#### Uraian Soal 1
Identifikasikan setiap baris dalam entri di bawah yang memuat kata "track", kemudian salin seluruh baris tersebut.

Minggu, 08 Februari 2009

Budi Pekerti Wajib Di Sekolah

Oleh: JOKO SUTOPO, S.Pd
SMA Negeri 3 Tuban

Cerdas secara intelektual merupakan tuntutan dan harapan setiap orang untuk mencapai cita-cita agar kelak sukses dan berhasil. Kesuksesan dan keberhasilan itu akan mengangkat Prestige seseorang bila mampu menggunakan kecerdasan secara utuh dan seimbang dalam kehidupan bersosial dan bermasyarakat. Namun ternyata kecerdasan intelektual itu bukan satu-satunya pengantar keberhasilan dalam mencapai kesuksesan hidup seseorang. Daniel Goleman mengatakan kecerdasan intelektual hanya menyumbang 20 persen keberhasilan seseorang dan 80 persen disumbang oleh kecerdasan lain.
Sekolah adalah “lumbung” generasi cerdas secara intelektual yang menjadi generasi penerus berkembangnya sebuah bangsa. Bagi siswa, disamping tempat menuntut ilmu, sekolah juga merupakan tempat tinggal kedua setelah rumah. Seiring dengan semakin pesatnya perkembangan teknologi dan budaya membuat siswa jaman sekarang kehilangan jati diri sebagai masyarakat intelektual yang turun beberapa tingkatan (level) lebih rendah derajatnya karena dikaburkan oleh tingkah laku yang tidak sesuai secara norma atau aturan sosial. Tingkah laku yang tidak sesuai itu disebabkan bermacam-macam faktor lingkungan diantaranya keluarga dan sosial.
Keluarga akan membawa pengaruh yang besar pada diri anak, sebab keluarga merupakan cerminan kebiasaan anak dalam melakukan tingkah laku yang positif dalam berinteraksi dengan lingkungan, salah satu contoh kebiasaan berpamitan atau bersalam saat kembali kerumah atau saat akan meninggalkan rumah, anak akan melakukan hal yang sama sebagai akibat sebuah kebiasaan yang dilakukan dirumah dengan anggota keluarganya, begitu juga sebaliknya. Dilingkungan sosial perkembangan anak memang banyak dipengaruhi oleh teman sebaya, sebab anak lebih banyak berada diluar rumah dari pada berkumpul dengan keluarga. Hal ini menyebabkan semakin menipisnya nilai-nilai budi pekerti atau moral dalam diri anak tersebut. Anak akan menganggap itu baik bila lingkungan sebayanya mengatakan baik, anak akan merasa “berpengaruh” dalam kelompoknya apabila ia berhasil melakukan tindakan menyimpang. Tindakan ini akan terus berlanjut sebagai akibat dari eksistensi anak dalam kelompoknya dan berimbas pada lingkungan disekolahnya.

#### Data untuk Diolah

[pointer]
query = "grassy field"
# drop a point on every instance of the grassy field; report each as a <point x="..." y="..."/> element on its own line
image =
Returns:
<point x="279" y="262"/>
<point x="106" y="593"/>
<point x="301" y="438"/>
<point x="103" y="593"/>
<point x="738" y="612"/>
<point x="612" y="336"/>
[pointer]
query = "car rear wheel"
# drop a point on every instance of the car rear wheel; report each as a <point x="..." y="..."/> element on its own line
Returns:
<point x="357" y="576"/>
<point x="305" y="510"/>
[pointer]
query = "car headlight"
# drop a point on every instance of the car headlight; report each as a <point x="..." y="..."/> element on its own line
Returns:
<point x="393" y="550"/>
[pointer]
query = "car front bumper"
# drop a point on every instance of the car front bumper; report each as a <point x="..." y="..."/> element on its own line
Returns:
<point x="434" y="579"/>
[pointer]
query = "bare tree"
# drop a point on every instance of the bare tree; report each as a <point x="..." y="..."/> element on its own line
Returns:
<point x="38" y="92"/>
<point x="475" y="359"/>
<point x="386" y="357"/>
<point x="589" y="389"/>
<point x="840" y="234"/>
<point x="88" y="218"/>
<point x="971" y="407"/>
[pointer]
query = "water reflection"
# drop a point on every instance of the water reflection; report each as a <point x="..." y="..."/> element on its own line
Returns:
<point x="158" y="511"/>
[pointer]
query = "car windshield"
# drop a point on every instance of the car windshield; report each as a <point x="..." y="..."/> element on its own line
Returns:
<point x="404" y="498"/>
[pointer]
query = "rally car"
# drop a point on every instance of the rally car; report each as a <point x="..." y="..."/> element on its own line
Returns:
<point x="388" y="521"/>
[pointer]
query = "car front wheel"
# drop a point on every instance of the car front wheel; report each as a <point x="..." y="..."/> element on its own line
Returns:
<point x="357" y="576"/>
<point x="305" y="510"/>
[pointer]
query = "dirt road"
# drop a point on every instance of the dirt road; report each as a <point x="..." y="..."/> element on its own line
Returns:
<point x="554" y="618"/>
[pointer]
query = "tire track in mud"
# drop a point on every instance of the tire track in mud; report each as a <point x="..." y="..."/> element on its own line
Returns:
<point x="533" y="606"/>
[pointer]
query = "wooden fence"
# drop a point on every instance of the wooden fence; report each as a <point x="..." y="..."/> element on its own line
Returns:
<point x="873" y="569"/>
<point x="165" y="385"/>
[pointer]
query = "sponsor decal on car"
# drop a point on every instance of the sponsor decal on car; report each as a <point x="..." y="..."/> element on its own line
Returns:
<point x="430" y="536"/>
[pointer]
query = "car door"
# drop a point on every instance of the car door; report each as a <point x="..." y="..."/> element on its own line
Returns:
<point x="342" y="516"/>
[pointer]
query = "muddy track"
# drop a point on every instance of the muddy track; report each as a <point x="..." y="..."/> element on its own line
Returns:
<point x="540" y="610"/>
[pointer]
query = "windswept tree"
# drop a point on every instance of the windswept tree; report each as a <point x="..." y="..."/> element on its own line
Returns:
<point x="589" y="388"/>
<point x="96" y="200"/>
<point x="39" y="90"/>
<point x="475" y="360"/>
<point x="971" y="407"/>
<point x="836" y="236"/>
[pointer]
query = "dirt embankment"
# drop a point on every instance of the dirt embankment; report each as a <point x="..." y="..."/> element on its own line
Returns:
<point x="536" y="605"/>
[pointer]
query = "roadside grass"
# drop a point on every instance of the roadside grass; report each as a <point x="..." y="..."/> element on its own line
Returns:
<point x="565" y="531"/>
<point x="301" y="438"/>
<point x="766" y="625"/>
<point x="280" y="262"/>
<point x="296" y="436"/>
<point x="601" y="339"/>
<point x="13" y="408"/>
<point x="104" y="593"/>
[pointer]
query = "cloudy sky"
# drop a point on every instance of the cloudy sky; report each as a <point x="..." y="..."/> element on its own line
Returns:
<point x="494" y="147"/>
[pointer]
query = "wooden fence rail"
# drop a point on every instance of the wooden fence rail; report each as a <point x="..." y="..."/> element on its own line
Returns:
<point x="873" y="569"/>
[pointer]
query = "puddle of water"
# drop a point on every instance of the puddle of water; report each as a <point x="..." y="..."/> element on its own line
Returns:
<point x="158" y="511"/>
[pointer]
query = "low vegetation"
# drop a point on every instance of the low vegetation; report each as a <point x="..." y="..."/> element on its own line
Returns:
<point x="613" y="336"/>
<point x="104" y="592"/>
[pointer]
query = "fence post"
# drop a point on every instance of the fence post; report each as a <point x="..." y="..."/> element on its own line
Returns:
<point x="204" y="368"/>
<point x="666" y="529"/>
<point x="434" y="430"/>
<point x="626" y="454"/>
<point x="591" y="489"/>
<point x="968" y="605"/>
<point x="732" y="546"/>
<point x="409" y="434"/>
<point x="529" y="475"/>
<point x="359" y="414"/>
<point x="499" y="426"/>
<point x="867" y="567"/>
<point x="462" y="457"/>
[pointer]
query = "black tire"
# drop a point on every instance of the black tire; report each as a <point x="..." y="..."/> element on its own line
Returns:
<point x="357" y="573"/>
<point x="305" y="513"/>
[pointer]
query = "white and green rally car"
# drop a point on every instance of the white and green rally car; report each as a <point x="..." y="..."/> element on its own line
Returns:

#### Uraian Soal 2
Tuliskan ulang kata demi kata bagian artikel tentang budi pekerti di atas yang dibuka dengan kata-kata "Oleh: JOKO SUTOPO, S.Pd" dan ditutup dengan "oleh kecerdasan lain.".

#### Hasil Akhir 1
query = "tire track in mud"
# drop a point on every instance of the tire track in mud; report each as a <point x="..." y="..."/> element on its own line
query = "muddy track"
# drop a point on every instance of the muddy track; report each as a <point x="..." y="..."/> element on its own line

#### Hasil Akhir 2
Oleh: JOKO SUTOPO, S.Pd
SMA Negeri 3 Tuban

Cerdas secara intelektual merupakan tuntutan dan harapan setiap orang untuk mencapai cita-cita agar kelak sukses dan berhasil. Kesuksesan dan keberhasilan itu akan mengangkat Prestige seseorang bila mampu menggunakan kecerdasan secara utuh dan seimbang dalam kehidupan bersosial dan bermasyarakat. Namun ternyata kecerdasan intelektual itu bukan satu-satunya pengantar keberhasilan dalam mencapai kesuksesan hidup seseorang. Daniel Goleman mengatakan kecerdasan intelektual hanya menyumbang 20 persen keberhasilan seseorang dan 80 persen disumbang oleh kecerdasan lain.